### TASK TO CARRY OUT
Lay out the material from the line containing "--target red t-shirt" through the line containing "558 705 L 545" as a two-column CSV with the headers input and output. Each row holds one block of text in input and its answer in output, with each field quoted and line breaks replaced by spaces.
--- start TASK INPUT ---
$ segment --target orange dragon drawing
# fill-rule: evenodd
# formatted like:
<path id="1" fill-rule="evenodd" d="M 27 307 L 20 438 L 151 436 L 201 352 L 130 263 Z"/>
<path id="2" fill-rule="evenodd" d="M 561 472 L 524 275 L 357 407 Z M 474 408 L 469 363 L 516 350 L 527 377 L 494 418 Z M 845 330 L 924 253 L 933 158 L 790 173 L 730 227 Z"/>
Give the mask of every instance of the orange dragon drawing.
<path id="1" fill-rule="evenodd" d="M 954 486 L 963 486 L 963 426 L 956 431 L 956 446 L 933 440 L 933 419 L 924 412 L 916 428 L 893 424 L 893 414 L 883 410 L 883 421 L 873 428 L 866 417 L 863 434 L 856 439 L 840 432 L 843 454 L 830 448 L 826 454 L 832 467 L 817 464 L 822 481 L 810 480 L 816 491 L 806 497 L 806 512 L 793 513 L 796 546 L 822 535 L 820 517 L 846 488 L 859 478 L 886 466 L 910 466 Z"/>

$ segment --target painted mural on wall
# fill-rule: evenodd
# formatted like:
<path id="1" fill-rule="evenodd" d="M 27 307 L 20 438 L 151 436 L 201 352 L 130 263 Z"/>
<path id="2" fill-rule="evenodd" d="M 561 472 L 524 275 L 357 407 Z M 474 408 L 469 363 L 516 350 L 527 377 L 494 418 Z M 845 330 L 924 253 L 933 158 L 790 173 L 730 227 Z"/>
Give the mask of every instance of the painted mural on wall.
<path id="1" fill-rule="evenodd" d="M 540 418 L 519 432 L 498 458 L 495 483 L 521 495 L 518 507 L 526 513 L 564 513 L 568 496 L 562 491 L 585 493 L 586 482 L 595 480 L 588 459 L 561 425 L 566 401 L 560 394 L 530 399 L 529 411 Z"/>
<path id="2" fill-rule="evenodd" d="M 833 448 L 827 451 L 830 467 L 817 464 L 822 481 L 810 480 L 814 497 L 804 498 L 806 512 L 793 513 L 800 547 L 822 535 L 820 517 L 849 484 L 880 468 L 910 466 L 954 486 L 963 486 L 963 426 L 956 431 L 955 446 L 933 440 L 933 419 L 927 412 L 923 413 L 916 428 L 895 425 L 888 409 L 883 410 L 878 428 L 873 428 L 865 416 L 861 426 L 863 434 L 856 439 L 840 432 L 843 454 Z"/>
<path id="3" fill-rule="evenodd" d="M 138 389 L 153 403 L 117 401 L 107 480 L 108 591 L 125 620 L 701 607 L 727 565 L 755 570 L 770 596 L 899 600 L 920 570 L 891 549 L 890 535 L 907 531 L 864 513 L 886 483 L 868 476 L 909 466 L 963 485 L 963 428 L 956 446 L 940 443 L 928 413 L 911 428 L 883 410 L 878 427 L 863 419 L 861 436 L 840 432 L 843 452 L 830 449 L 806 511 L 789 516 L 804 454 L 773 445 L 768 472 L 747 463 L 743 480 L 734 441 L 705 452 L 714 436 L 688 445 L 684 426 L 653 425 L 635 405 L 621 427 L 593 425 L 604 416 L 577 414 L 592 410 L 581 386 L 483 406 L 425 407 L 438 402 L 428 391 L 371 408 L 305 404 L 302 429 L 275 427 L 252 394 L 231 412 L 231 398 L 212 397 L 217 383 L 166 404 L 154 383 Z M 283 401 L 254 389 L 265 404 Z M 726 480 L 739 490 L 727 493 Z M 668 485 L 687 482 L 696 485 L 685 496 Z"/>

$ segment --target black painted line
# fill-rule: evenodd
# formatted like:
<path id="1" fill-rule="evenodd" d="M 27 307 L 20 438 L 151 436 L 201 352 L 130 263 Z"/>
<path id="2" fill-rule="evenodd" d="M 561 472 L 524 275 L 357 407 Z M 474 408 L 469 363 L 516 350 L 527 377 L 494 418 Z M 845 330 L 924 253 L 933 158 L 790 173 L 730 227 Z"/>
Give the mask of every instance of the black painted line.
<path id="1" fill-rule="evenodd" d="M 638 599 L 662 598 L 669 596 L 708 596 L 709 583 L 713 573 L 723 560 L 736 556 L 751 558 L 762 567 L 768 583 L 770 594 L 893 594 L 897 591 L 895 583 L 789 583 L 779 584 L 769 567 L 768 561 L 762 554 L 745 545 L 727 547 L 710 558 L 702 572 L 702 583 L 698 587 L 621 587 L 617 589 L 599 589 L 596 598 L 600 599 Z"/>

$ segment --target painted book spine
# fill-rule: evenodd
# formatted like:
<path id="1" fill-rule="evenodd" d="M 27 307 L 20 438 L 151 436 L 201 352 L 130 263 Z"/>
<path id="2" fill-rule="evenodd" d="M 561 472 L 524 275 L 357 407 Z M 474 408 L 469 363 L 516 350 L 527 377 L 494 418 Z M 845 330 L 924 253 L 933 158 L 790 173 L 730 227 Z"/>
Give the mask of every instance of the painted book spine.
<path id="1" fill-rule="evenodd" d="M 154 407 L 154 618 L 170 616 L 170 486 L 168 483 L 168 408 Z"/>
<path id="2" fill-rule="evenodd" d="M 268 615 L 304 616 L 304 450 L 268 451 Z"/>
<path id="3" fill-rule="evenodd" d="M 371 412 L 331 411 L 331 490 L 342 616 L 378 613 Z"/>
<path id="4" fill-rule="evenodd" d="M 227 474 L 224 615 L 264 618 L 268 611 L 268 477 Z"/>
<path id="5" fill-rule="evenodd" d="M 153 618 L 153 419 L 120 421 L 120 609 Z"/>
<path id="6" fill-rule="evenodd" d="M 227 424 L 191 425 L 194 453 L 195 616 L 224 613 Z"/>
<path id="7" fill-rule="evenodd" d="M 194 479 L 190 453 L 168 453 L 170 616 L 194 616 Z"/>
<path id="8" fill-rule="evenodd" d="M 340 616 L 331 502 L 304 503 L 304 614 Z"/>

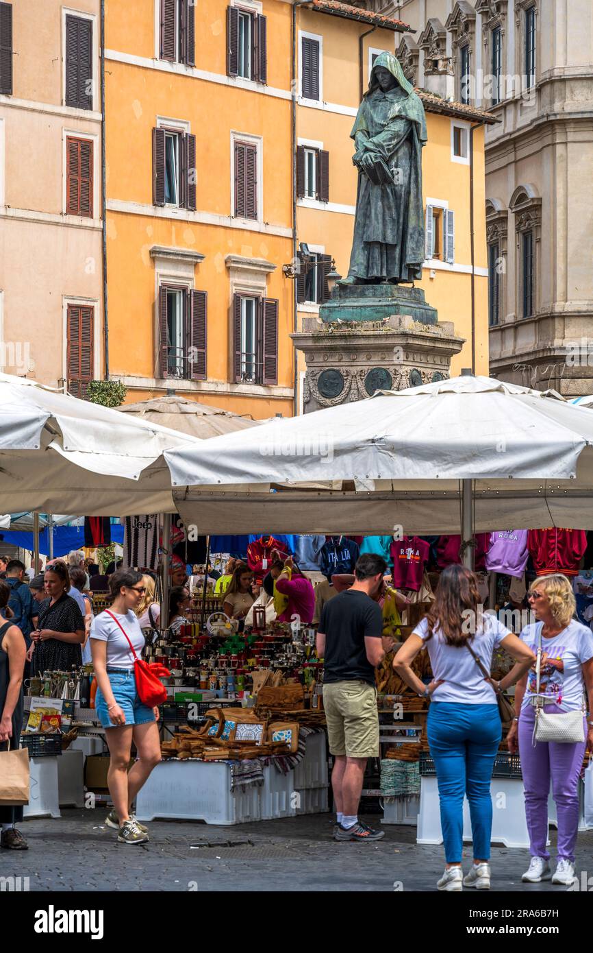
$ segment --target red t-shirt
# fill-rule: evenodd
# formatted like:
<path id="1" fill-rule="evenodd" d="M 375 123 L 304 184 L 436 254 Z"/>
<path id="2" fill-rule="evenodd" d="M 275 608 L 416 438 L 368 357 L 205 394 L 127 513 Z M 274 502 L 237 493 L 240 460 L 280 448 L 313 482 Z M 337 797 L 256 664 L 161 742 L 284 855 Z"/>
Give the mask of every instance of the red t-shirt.
<path id="1" fill-rule="evenodd" d="M 422 585 L 425 563 L 430 546 L 420 537 L 404 537 L 391 543 L 393 560 L 393 585 L 396 589 L 415 589 Z"/>

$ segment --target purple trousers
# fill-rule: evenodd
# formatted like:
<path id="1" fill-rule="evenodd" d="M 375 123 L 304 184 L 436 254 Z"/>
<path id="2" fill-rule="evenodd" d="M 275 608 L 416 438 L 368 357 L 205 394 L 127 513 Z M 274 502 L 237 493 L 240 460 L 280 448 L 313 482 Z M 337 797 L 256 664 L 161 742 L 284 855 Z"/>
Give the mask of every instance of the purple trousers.
<path id="1" fill-rule="evenodd" d="M 558 705 L 545 705 L 550 714 L 562 711 Z M 583 716 L 584 737 L 586 720 Z M 579 832 L 579 776 L 586 741 L 560 744 L 558 741 L 538 741 L 533 747 L 531 738 L 535 723 L 535 709 L 527 705 L 519 720 L 519 754 L 525 793 L 525 816 L 529 831 L 532 857 L 549 861 L 547 841 L 547 799 L 552 781 L 552 797 L 558 817 L 558 859 L 574 862 Z"/>

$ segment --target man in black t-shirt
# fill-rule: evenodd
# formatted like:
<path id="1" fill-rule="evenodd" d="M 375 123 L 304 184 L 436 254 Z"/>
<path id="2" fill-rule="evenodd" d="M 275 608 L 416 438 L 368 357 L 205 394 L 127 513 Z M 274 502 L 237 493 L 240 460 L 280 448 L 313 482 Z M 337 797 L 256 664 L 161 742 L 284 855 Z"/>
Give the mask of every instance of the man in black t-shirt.
<path id="1" fill-rule="evenodd" d="M 380 841 L 358 820 L 358 805 L 368 758 L 379 757 L 379 715 L 375 668 L 389 651 L 383 614 L 376 601 L 387 565 L 365 553 L 356 563 L 356 581 L 324 606 L 317 653 L 324 659 L 324 708 L 329 751 L 334 757 L 331 786 L 338 814 L 336 841 Z"/>

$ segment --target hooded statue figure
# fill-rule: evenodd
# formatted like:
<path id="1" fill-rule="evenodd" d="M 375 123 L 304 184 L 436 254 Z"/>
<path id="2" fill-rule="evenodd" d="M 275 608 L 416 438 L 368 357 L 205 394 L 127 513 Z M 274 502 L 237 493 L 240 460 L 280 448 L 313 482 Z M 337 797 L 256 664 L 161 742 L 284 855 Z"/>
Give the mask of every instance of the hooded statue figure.
<path id="1" fill-rule="evenodd" d="M 344 284 L 420 279 L 426 120 L 422 100 L 393 53 L 380 53 L 375 60 L 350 135 L 359 176 L 352 254 Z"/>

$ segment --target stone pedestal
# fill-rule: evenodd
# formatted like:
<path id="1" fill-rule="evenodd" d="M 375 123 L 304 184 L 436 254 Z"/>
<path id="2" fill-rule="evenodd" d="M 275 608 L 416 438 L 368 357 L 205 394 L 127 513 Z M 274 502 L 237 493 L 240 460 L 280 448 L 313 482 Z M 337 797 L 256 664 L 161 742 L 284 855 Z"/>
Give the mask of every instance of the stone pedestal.
<path id="1" fill-rule="evenodd" d="M 425 307 L 430 308 L 425 302 Z M 435 310 L 430 311 L 436 317 Z M 335 314 L 337 318 L 337 311 Z M 383 321 L 306 317 L 303 331 L 291 337 L 306 361 L 306 413 L 361 400 L 378 390 L 401 391 L 443 380 L 449 376 L 451 357 L 465 343 L 450 322 L 424 323 L 393 312 Z"/>

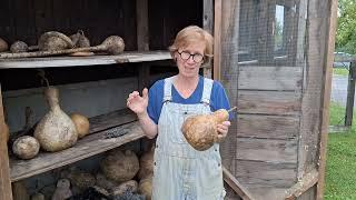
--- end TASK INPUT ---
### TASK SOLUTION
input,output
"$ segment --target red t-shirt # fill-rule: evenodd # formatted like: <path id=""1"" fill-rule=""evenodd"" d=""M 375 123 L 304 184 L 436 254 Z""/> <path id=""2"" fill-rule=""evenodd"" d=""M 275 608 L 416 438 L 368 357 L 205 394 L 127 513 Z M 274 502 L 237 493 L 240 460 L 280 448 L 313 482 Z M 337 797 L 256 664 L 161 742 L 284 855 Z""/> Give the mask of every instance of the red t-shirt.","<path id=""1"" fill-rule=""evenodd"" d=""M 422 585 L 425 563 L 430 546 L 420 537 L 404 537 L 391 543 L 393 560 L 393 585 L 396 589 L 415 589 Z""/>"
"$ segment --target purple trousers # fill-rule: evenodd # formatted like: <path id=""1"" fill-rule=""evenodd"" d=""M 375 123 L 304 184 L 436 254 Z""/> <path id=""2"" fill-rule=""evenodd"" d=""M 275 608 L 416 438 L 368 357 L 205 394 L 127 513 Z M 274 502 L 237 493 L 240 460 L 280 448 L 313 482 Z M 337 797 L 256 664 L 161 742 L 284 855 Z""/> Give the mask of every instance of the purple trousers.","<path id=""1"" fill-rule=""evenodd"" d=""M 558 705 L 545 705 L 550 714 L 562 711 Z M 583 716 L 584 737 L 586 720 Z M 579 832 L 579 776 L 586 741 L 560 744 L 558 741 L 538 741 L 533 747 L 531 738 L 535 723 L 535 709 L 527 705 L 519 720 L 519 754 L 525 793 L 525 816 L 529 831 L 532 857 L 549 861 L 547 841 L 547 799 L 552 781 L 552 797 L 558 817 L 558 859 L 574 862 Z""/>"